-- start --

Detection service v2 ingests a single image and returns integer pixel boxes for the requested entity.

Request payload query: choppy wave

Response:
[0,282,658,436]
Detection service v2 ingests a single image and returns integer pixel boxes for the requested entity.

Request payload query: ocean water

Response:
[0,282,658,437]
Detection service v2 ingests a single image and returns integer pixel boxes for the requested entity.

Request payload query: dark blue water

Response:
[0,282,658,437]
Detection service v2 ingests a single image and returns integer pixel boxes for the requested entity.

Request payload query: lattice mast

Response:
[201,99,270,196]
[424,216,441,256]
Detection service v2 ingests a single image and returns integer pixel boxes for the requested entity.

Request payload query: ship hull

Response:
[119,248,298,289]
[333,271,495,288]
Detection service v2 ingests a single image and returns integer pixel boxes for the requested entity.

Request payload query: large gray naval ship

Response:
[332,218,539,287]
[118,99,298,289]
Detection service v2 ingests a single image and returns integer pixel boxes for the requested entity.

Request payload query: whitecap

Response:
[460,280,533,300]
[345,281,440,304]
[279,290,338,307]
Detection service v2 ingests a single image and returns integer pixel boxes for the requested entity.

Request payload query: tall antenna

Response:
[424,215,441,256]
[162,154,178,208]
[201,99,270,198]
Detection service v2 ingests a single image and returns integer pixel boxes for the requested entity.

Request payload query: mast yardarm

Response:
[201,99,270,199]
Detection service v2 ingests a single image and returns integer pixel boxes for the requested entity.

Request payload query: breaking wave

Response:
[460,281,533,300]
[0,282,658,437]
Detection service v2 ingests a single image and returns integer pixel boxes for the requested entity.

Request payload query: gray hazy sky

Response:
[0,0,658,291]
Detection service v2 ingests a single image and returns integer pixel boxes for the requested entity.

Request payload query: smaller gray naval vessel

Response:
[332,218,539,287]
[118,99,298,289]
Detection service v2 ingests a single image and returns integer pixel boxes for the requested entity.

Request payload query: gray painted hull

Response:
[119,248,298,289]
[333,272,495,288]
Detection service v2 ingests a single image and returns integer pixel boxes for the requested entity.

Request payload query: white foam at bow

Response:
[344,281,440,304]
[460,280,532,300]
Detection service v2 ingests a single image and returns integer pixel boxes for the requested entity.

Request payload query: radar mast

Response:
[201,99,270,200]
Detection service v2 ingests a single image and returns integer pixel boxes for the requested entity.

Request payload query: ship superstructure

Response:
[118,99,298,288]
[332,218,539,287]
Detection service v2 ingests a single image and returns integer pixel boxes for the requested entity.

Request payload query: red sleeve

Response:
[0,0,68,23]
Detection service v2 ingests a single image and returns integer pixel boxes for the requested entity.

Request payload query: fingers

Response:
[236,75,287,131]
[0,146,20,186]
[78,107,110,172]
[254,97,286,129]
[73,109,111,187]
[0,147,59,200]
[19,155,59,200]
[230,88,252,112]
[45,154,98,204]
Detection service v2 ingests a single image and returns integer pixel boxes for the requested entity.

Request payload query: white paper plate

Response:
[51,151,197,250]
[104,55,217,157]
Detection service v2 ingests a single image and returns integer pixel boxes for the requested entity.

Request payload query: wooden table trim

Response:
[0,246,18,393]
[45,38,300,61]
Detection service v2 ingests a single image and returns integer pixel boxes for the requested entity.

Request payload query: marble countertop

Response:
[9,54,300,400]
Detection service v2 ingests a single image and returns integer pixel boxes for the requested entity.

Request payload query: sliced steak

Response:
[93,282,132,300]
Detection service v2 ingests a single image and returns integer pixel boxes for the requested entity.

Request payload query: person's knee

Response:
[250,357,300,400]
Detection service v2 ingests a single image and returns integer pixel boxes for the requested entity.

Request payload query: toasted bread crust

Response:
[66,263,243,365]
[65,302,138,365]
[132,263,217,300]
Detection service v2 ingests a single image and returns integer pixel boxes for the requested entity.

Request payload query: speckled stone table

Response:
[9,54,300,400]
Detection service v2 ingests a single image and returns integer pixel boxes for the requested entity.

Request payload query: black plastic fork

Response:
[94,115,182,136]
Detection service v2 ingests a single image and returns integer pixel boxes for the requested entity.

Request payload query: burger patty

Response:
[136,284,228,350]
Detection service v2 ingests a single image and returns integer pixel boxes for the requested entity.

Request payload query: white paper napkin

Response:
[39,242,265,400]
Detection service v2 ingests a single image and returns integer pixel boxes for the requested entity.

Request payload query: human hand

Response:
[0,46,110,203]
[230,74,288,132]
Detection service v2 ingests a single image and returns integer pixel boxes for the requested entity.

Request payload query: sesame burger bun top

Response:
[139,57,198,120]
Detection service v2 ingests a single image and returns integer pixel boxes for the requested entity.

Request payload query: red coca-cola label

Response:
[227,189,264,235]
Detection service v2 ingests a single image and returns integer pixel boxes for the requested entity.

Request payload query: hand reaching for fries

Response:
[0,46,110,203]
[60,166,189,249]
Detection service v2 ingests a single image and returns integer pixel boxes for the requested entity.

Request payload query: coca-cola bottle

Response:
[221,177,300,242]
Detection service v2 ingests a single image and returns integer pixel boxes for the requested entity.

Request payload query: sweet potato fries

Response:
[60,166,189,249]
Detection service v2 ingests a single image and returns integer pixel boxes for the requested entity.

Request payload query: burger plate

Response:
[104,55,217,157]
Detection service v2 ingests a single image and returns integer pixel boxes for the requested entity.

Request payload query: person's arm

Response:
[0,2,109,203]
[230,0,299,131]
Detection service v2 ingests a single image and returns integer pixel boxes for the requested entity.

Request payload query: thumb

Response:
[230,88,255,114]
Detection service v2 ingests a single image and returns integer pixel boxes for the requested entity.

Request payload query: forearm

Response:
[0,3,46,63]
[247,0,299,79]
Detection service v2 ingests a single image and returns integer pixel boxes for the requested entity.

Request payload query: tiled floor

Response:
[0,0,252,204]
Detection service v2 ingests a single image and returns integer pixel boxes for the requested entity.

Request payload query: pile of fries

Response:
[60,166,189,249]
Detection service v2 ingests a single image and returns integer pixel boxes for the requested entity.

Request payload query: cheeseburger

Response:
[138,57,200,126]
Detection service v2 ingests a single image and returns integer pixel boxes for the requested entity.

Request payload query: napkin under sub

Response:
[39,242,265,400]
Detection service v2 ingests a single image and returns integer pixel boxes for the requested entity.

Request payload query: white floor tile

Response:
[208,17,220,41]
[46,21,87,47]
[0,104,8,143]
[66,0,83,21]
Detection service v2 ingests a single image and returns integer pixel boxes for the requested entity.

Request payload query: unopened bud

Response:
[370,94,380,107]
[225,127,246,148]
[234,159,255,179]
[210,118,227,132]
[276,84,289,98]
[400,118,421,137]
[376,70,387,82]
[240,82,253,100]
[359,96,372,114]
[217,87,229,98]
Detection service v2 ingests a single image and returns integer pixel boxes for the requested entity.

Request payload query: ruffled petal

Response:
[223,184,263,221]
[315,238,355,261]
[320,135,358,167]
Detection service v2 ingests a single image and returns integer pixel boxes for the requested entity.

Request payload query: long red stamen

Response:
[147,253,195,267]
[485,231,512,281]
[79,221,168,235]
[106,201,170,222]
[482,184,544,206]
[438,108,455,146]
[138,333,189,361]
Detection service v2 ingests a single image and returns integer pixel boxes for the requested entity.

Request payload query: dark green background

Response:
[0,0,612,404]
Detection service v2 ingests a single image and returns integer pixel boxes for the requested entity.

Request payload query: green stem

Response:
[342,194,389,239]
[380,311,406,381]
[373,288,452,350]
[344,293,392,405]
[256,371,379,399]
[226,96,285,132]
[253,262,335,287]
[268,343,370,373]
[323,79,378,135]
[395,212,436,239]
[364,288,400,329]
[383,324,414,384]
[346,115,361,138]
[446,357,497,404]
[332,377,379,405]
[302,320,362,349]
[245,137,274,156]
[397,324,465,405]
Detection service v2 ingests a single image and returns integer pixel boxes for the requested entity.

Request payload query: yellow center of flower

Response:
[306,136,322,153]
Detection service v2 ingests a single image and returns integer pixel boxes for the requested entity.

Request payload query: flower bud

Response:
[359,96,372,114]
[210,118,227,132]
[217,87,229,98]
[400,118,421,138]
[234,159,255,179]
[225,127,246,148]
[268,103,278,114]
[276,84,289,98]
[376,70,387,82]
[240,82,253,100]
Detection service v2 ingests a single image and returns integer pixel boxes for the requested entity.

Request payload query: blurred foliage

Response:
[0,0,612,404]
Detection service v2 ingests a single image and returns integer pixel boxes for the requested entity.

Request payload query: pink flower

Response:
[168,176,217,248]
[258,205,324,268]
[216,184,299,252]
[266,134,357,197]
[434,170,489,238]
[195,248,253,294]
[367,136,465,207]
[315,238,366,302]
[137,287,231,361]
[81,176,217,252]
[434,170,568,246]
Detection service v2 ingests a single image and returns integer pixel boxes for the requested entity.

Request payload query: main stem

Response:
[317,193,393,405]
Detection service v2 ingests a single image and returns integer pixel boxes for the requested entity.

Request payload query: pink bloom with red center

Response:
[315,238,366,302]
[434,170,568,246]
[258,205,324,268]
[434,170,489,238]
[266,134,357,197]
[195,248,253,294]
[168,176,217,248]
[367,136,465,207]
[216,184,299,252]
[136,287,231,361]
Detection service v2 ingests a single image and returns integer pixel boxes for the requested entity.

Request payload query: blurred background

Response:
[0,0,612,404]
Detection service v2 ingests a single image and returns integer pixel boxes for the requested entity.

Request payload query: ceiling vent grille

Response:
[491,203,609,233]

-- end --
-- start --

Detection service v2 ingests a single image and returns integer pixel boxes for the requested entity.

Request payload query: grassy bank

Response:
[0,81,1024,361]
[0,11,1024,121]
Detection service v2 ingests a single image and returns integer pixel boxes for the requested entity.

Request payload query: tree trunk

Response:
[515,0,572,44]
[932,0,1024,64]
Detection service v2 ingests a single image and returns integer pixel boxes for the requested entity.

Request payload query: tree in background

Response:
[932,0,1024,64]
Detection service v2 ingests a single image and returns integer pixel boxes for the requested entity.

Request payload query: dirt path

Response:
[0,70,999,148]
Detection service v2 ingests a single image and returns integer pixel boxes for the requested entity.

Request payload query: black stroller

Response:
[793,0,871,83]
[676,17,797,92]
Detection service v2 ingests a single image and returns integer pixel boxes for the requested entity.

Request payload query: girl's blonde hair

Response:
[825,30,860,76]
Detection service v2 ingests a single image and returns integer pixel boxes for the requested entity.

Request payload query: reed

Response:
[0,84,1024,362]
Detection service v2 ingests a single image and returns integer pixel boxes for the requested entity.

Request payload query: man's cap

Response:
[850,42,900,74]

-- end --

**Exercise requirements**
Filter the entries above down to the lines containing the string "cola", and copy each matching line in full. Matching is case-sensitive.

**Result**
Request payload query: red coca-cola label
Request payload query: coca-cola bottle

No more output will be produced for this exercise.